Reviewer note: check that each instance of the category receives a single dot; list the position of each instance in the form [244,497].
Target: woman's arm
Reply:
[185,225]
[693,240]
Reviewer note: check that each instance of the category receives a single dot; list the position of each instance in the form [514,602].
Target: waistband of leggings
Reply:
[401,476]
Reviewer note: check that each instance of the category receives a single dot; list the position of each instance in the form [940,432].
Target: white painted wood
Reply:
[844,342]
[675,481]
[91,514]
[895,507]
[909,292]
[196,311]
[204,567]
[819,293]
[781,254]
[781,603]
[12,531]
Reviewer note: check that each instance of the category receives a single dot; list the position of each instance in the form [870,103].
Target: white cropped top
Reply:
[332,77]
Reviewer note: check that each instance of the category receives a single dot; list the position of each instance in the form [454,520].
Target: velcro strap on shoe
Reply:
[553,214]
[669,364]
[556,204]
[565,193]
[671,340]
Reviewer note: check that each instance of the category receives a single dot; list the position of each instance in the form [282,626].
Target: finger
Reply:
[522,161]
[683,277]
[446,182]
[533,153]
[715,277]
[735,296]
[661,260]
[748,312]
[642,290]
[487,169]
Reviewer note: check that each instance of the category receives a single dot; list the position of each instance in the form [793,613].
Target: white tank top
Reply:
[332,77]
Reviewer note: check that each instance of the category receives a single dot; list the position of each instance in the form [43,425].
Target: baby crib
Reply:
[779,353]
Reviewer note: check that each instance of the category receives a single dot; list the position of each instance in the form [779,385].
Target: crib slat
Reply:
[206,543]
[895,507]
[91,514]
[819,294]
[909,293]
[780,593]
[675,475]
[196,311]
————————
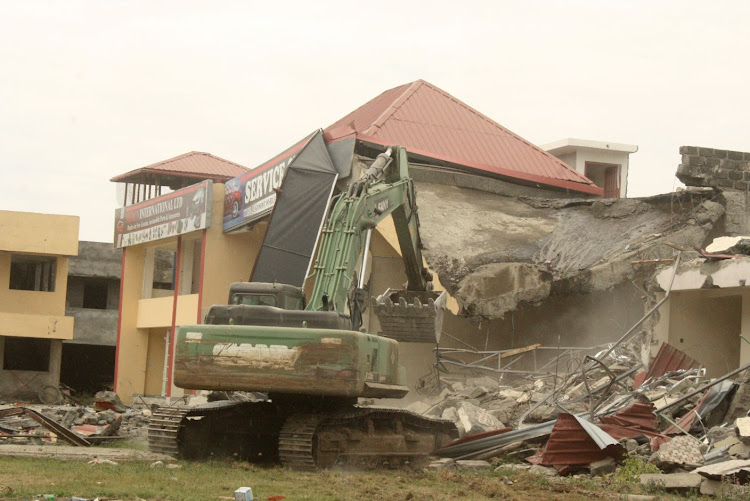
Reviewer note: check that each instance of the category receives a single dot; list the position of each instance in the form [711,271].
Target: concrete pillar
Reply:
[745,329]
————————
• TASK PROMPT
If a line in the material holds "white", copy it.

• RESPONSE TO THIS TASK
Target: white painted wood
Target: white cropped top
Target: white tank top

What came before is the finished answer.